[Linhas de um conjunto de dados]

__________

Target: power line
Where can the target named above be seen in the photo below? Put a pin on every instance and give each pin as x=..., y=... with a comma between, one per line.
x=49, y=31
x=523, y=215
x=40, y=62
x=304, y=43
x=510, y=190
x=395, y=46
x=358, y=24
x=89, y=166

__________

→ **OBJETIVO DO EXERCÍCIO**: Reescreva as linhas de todas as entradas trocando "pin" por "marker" e mantendo todo o resto igual.

→ **RESPOSTA RESOLVIDA**:
Target: power line
Where can the target named above be seen in the photo below? Put a marker on every instance and give each marker as x=..., y=... with a comma between, one per line.
x=49, y=31
x=523, y=215
x=40, y=62
x=304, y=43
x=510, y=190
x=395, y=46
x=358, y=24
x=89, y=166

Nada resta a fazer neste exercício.